§ DESCRIPTION OF THE TASK:
In the entries below, spot each line with the word "camouflage" and copy it.

§ MATERIAL FOR THIS TASK:
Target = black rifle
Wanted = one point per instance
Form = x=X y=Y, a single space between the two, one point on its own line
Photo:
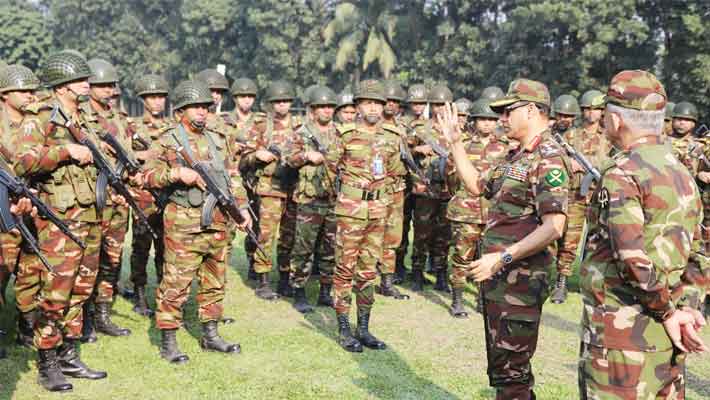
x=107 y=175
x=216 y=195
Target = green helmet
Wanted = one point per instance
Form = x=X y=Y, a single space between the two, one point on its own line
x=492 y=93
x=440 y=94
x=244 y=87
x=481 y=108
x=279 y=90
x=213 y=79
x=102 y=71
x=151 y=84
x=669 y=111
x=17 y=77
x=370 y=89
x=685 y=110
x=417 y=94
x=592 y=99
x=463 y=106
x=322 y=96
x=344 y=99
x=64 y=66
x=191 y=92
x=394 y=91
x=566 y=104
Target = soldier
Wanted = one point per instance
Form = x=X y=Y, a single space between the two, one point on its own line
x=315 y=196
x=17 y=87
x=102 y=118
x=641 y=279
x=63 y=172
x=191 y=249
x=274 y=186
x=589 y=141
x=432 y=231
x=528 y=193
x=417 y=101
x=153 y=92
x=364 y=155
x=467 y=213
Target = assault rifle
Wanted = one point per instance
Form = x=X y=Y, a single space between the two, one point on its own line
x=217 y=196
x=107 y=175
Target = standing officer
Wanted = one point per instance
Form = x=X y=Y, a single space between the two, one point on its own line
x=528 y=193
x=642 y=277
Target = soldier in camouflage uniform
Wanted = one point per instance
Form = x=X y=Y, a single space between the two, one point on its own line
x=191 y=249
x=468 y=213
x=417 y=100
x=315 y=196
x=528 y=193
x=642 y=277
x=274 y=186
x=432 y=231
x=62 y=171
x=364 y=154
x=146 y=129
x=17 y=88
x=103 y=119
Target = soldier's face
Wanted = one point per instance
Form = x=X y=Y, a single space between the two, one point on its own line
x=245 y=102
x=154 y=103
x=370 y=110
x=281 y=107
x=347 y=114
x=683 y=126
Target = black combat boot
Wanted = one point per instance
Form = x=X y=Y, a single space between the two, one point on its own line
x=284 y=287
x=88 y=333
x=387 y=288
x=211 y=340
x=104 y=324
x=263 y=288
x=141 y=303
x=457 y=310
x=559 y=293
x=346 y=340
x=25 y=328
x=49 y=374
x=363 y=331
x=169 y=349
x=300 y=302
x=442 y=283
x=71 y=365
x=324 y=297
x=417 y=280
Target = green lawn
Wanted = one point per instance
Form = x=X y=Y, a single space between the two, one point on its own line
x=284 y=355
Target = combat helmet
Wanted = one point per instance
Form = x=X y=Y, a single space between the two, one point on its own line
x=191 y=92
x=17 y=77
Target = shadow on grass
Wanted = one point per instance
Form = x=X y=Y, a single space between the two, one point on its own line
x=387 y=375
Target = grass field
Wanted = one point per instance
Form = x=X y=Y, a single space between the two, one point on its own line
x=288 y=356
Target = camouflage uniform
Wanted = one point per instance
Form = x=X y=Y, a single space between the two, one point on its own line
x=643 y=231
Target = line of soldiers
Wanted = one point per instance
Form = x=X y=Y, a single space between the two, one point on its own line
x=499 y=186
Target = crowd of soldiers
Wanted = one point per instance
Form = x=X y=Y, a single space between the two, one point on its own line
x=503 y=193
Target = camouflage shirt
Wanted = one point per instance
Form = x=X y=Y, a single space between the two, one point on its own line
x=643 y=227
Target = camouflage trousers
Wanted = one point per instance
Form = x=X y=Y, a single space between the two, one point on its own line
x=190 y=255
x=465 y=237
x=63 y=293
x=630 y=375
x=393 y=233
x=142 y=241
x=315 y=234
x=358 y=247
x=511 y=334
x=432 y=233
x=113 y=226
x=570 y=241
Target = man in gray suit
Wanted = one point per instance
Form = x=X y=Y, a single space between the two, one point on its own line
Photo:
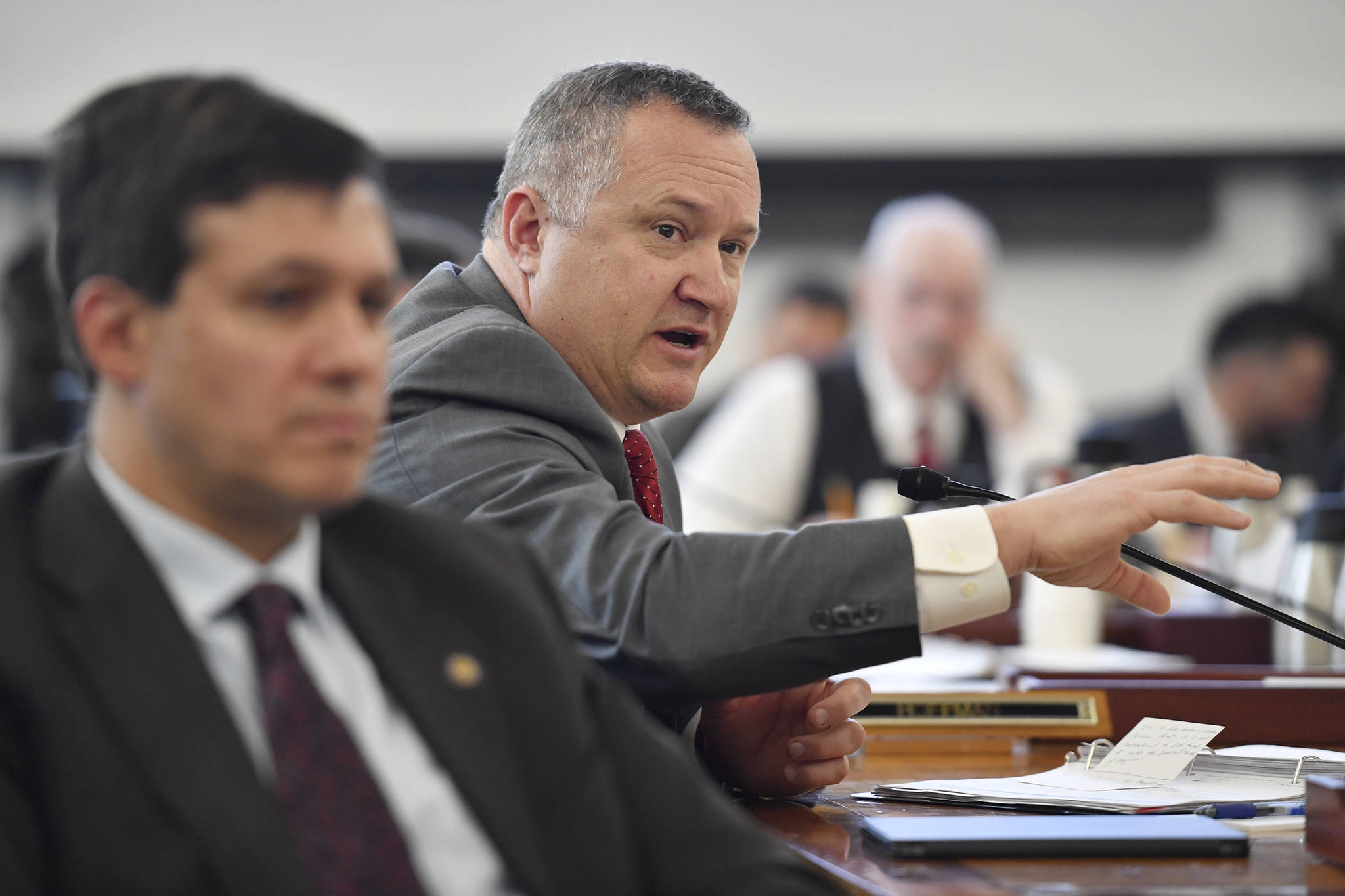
---
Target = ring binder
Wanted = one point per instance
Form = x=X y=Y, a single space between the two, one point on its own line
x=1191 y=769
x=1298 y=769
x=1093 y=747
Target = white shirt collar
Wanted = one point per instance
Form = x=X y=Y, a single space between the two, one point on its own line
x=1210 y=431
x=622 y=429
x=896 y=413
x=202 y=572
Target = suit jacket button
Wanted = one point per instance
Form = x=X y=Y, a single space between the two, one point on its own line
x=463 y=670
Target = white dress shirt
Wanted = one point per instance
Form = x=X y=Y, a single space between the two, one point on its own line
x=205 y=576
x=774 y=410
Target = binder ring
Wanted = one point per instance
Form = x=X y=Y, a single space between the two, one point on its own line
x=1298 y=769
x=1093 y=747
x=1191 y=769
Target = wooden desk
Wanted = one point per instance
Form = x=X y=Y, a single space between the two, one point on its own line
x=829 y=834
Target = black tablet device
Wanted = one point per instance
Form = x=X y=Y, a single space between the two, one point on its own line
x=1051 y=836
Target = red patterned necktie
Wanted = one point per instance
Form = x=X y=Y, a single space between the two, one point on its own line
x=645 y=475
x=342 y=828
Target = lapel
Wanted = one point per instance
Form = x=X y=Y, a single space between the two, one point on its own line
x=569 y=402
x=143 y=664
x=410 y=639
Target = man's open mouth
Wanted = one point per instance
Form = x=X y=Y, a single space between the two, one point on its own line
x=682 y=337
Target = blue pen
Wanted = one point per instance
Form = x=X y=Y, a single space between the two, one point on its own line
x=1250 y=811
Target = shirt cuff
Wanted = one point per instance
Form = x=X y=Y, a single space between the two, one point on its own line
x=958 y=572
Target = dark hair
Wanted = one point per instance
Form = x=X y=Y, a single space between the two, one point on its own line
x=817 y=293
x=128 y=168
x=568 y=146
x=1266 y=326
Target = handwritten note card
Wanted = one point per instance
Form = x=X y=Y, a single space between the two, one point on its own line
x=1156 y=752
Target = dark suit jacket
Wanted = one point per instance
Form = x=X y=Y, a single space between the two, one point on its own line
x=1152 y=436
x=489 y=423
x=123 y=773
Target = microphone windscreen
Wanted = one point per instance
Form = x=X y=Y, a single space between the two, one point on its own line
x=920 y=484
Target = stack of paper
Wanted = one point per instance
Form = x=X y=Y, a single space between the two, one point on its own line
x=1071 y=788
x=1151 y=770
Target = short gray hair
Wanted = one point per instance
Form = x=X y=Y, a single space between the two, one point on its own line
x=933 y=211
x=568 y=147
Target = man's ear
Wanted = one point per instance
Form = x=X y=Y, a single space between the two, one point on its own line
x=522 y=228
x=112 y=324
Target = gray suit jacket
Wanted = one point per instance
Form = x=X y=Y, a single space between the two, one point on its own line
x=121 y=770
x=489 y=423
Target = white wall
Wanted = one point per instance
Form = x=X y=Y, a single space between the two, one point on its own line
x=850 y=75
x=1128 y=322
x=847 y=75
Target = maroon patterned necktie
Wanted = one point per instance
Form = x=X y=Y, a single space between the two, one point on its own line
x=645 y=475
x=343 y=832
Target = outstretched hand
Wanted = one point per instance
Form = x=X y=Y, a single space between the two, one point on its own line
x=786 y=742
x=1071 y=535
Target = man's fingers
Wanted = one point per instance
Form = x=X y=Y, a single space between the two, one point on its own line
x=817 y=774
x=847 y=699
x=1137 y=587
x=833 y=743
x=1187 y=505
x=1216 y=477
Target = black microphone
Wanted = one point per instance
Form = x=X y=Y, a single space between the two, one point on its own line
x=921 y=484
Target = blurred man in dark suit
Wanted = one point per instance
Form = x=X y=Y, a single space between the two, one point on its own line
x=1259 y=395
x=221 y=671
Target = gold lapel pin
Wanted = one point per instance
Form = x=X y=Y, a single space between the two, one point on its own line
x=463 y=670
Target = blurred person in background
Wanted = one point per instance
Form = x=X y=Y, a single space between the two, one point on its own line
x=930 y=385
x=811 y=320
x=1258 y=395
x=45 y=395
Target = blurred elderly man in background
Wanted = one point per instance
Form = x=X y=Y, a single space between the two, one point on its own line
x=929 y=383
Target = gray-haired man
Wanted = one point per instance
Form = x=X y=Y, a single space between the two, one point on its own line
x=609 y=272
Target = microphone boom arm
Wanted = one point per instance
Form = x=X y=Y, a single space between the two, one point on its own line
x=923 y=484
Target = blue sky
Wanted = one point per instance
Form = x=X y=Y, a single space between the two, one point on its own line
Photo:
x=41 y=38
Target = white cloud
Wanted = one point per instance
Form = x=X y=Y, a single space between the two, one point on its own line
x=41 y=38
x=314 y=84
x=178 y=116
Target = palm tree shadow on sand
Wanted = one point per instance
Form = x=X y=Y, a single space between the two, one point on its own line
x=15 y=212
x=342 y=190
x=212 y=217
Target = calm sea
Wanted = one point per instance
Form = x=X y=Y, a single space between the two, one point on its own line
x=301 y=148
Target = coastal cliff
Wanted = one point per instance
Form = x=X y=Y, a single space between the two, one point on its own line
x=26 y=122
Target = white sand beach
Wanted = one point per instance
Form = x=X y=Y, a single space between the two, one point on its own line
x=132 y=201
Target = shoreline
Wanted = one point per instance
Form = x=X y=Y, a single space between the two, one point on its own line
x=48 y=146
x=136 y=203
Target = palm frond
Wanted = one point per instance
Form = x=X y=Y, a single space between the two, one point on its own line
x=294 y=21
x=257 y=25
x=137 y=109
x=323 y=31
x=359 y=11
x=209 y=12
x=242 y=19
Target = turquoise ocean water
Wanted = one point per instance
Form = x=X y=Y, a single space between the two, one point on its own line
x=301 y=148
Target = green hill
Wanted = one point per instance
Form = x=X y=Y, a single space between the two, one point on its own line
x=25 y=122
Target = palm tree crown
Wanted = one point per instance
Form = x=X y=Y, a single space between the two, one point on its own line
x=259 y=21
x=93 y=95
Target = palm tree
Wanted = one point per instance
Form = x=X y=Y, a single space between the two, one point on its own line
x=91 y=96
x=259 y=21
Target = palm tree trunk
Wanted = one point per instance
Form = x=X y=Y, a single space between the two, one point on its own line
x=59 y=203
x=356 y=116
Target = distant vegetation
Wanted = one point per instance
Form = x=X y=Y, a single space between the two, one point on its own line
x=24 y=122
...
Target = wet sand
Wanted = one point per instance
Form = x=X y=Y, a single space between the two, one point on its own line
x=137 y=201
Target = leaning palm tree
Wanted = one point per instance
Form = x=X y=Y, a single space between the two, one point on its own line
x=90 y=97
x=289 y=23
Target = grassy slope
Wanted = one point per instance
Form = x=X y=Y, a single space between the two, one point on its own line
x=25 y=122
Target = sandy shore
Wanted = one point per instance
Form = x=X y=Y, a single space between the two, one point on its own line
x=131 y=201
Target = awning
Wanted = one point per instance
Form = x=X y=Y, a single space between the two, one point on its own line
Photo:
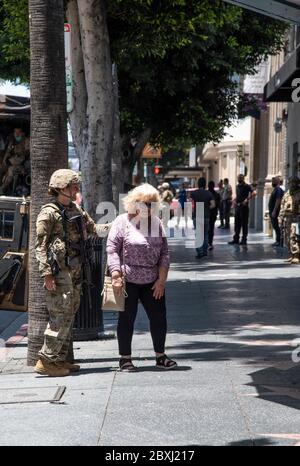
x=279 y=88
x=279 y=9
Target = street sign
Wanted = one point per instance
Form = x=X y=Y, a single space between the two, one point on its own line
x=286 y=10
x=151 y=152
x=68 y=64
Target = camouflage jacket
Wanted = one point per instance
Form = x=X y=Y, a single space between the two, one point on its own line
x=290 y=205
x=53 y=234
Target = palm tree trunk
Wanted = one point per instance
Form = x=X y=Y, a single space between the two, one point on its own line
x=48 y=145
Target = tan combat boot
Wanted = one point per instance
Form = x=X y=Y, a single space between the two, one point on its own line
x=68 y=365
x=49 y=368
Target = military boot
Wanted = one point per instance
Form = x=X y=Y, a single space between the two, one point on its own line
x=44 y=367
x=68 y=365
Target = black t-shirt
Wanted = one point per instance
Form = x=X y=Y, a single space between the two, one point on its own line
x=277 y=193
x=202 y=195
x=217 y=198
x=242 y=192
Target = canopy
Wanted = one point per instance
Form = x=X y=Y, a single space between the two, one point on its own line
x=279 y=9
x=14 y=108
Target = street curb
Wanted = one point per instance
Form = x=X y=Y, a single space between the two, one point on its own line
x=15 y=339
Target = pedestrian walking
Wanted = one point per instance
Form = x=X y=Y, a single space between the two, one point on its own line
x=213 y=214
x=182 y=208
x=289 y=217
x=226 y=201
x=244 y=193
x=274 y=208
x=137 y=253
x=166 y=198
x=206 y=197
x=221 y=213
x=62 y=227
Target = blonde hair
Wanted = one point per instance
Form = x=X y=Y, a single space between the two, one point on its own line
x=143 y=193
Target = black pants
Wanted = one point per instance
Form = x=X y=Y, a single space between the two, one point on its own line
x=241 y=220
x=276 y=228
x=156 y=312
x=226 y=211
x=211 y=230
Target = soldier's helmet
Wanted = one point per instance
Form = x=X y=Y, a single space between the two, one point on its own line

§ TASK OUTPUT:
Target = soldier in camouflage uniform
Target = camouflage uniform
Target = camouflage shirt
Target = camouflage trousers
Target = camouflage jacket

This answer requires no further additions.